§ PROBLEM STATEMENT:
Count the lines of the data below that contain the string "boat", treating case as significant, and give only the number.

§ Entries from an annotation dataset:
# # # # #

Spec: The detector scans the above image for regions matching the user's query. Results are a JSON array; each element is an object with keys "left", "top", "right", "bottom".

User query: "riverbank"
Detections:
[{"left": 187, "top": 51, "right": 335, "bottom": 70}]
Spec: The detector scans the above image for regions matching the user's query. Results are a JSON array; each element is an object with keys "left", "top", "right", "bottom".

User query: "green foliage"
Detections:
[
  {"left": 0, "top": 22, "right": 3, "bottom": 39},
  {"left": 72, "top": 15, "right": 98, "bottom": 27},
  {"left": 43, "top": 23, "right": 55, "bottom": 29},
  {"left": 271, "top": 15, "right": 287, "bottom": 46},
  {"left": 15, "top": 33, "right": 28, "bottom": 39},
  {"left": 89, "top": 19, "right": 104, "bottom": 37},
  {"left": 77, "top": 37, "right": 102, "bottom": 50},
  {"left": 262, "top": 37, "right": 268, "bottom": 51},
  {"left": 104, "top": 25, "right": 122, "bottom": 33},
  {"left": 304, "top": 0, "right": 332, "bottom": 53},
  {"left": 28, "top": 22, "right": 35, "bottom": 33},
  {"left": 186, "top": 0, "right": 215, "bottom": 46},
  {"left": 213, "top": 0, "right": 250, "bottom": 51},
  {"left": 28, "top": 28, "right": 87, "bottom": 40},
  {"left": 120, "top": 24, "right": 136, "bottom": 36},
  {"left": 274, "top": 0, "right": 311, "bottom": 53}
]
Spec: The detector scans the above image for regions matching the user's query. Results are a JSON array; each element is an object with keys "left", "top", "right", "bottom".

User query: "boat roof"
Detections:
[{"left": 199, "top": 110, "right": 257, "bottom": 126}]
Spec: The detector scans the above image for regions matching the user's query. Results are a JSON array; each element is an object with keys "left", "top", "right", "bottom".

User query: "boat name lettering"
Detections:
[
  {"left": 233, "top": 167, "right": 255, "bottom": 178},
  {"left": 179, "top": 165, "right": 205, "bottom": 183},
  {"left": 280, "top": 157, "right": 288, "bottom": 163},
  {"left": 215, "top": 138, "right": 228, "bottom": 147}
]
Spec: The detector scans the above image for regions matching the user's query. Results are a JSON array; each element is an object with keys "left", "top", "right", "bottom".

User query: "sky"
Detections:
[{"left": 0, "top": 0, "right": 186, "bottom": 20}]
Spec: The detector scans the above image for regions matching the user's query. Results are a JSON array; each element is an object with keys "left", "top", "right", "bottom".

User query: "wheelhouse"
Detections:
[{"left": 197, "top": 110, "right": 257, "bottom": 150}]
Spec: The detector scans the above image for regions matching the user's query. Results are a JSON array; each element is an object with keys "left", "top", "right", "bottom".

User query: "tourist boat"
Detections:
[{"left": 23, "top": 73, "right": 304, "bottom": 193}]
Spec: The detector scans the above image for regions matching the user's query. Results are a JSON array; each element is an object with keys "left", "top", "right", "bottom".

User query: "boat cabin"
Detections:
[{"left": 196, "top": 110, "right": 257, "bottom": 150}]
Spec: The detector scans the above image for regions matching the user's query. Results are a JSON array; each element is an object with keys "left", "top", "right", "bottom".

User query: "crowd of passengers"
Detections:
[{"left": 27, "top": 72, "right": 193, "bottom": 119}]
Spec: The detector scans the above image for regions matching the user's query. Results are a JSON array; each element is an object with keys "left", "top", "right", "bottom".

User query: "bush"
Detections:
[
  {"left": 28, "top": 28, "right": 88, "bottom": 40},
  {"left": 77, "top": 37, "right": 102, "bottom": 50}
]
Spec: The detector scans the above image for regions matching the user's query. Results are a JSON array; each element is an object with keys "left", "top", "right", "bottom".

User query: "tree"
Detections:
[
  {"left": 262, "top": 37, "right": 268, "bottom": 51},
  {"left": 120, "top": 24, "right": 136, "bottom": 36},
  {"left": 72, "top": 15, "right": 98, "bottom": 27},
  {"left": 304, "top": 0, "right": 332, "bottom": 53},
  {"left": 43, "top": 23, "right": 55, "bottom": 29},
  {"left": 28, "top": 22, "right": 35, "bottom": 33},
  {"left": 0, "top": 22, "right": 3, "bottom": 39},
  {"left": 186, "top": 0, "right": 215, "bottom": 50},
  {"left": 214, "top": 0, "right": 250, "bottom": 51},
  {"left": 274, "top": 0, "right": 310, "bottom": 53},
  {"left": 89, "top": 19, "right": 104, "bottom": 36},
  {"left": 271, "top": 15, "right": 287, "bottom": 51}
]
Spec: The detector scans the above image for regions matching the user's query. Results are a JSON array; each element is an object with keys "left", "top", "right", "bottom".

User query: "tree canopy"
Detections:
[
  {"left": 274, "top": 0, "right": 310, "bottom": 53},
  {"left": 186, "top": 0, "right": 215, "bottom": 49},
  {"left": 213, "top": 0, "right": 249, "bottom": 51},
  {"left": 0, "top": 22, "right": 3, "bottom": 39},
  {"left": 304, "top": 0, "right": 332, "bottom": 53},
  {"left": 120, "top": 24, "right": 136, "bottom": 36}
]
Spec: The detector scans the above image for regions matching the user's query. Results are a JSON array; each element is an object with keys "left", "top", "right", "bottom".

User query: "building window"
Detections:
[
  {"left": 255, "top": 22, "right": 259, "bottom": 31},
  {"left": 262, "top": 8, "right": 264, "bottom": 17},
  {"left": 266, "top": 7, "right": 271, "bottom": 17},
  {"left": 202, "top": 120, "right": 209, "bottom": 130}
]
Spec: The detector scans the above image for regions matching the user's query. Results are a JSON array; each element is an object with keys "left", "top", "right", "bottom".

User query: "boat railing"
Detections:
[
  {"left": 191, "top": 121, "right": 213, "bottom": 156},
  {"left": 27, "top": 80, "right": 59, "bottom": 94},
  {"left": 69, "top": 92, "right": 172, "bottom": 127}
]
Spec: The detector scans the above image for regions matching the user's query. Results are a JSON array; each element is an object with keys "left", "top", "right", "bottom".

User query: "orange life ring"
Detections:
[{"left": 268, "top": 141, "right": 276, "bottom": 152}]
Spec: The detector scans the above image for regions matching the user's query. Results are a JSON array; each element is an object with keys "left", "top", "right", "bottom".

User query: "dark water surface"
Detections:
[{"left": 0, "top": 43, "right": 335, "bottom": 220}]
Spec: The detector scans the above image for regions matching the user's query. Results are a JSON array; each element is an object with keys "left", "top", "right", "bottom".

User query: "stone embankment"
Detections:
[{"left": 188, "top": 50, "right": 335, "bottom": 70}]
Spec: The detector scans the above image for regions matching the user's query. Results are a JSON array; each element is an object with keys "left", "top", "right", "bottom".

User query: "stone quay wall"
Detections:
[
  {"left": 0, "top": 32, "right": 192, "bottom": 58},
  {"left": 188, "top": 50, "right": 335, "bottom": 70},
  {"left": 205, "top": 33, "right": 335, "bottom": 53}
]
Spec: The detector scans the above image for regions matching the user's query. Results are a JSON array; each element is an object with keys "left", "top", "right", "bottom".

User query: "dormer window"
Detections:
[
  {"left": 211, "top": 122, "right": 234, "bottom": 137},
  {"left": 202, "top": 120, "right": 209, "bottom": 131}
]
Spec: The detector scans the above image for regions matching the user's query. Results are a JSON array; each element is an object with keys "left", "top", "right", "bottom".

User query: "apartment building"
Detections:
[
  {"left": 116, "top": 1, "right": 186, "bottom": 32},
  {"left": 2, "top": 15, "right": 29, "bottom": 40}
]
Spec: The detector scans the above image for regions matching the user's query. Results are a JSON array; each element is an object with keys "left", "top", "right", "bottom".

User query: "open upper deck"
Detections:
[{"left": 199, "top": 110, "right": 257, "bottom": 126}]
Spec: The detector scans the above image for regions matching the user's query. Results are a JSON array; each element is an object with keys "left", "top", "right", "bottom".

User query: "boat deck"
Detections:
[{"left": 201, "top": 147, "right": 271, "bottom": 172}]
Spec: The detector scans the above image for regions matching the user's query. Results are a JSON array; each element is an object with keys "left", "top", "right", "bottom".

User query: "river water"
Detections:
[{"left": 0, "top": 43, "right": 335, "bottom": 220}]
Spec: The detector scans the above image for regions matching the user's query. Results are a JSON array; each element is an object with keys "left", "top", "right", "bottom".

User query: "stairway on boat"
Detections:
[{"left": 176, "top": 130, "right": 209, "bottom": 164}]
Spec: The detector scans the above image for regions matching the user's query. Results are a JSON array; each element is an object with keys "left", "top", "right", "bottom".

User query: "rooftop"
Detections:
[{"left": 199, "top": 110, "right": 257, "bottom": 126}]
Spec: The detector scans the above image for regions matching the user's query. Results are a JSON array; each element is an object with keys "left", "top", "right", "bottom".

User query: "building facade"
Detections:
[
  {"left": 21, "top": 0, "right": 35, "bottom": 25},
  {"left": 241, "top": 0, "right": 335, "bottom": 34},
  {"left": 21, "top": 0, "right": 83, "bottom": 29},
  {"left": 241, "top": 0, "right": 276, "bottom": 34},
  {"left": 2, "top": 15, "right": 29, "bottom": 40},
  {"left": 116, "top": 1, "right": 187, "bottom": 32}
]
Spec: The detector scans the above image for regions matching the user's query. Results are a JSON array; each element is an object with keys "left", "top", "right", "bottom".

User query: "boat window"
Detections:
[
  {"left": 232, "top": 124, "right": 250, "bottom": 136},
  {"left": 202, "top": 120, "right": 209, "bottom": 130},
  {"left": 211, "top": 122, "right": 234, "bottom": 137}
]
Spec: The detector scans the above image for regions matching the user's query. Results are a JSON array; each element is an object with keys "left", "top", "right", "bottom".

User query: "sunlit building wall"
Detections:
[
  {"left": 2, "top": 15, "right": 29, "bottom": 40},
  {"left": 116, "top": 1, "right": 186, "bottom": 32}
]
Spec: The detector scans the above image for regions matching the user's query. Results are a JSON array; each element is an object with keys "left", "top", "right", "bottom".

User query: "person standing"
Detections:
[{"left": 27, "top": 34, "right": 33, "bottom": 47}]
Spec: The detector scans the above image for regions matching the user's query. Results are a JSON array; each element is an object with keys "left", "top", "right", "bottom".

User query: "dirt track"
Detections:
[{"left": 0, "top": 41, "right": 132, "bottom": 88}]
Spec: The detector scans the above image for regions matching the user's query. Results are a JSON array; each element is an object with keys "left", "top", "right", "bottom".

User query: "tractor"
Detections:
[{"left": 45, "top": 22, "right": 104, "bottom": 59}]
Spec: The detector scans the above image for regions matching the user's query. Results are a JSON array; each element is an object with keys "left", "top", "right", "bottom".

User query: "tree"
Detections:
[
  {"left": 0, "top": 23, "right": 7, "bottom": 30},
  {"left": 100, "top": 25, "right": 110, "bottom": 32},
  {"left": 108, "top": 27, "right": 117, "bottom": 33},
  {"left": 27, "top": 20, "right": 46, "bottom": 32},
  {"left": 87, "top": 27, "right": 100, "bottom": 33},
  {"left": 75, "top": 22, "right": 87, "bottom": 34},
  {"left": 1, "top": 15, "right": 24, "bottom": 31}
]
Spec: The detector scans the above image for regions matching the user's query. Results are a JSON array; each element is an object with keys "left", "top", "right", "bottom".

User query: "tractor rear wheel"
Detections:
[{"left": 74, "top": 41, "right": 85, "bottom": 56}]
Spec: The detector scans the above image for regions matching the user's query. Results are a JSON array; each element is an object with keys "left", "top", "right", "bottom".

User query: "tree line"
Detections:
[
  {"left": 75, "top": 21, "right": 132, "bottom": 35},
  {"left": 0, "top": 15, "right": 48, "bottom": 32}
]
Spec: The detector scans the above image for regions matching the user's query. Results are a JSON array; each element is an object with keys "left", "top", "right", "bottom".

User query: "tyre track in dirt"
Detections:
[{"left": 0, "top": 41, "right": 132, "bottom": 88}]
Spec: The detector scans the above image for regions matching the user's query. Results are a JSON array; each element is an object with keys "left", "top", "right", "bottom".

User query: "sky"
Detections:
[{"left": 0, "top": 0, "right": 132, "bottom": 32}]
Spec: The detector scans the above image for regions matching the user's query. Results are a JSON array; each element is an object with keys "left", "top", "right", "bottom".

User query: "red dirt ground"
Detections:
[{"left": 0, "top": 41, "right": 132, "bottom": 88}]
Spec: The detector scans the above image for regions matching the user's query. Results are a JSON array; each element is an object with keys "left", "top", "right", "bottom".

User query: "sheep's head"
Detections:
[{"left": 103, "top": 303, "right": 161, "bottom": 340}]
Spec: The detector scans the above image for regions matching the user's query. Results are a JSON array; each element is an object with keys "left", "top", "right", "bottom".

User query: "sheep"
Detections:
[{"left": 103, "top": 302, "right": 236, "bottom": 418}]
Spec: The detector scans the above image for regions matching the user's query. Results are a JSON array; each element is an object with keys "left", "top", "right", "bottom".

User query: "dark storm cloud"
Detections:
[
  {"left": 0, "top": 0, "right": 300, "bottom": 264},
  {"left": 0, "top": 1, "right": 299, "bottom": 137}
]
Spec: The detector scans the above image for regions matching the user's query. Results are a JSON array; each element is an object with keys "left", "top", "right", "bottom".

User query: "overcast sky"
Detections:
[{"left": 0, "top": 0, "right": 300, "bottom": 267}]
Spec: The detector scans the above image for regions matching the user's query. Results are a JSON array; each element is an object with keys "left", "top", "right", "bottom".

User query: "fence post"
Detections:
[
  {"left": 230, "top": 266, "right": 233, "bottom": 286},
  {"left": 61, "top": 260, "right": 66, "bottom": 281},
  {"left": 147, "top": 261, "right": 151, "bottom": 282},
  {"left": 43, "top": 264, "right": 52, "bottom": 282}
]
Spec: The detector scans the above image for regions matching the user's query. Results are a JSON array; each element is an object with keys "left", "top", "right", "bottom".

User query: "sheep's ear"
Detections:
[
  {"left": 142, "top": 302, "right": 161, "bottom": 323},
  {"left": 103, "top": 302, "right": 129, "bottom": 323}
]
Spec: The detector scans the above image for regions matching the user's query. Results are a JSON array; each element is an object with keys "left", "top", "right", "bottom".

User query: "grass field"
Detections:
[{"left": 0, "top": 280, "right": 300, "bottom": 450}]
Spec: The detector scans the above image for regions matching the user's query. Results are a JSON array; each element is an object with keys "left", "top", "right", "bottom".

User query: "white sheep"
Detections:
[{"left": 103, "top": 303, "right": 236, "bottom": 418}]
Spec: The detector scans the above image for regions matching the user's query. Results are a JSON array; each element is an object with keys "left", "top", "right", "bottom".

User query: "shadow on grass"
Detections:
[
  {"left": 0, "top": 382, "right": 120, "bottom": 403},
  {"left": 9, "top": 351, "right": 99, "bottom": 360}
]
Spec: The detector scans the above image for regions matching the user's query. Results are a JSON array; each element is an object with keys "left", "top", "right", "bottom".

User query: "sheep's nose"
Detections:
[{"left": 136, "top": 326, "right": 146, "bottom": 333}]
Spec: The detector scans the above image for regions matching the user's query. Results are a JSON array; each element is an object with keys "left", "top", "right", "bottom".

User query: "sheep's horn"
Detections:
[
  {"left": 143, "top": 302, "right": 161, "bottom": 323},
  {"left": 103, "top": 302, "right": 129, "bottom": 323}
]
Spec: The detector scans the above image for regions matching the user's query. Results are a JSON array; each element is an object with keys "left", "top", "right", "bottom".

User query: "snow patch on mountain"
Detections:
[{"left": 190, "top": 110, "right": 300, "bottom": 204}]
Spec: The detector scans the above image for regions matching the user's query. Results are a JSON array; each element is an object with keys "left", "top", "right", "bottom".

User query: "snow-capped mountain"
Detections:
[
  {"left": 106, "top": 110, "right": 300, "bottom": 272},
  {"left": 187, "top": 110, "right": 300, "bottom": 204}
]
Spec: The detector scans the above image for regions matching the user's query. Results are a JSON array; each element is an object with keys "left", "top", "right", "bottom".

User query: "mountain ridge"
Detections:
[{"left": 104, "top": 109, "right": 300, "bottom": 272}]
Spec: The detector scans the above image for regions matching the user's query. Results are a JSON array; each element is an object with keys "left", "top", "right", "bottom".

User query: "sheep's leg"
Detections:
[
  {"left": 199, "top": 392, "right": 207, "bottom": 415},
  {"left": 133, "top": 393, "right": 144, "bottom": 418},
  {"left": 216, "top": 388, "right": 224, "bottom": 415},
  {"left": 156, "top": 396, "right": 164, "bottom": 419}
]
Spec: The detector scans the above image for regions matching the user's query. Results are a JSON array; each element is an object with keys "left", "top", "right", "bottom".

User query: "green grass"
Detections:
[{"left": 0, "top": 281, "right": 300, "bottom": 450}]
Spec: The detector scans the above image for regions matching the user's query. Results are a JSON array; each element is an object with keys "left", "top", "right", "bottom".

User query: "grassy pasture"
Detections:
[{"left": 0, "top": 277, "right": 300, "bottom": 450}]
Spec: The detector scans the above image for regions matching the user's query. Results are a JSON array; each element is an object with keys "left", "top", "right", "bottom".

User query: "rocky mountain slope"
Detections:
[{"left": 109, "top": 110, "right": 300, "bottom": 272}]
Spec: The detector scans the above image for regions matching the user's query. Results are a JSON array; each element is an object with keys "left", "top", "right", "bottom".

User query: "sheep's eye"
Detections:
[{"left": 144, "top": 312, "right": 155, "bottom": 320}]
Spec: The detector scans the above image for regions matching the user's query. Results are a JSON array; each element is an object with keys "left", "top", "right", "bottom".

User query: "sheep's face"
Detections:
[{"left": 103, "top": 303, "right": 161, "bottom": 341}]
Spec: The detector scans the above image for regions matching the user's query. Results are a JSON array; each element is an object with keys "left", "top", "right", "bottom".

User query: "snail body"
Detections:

# # # # #

§ OUTPUT OF THE TASK:
8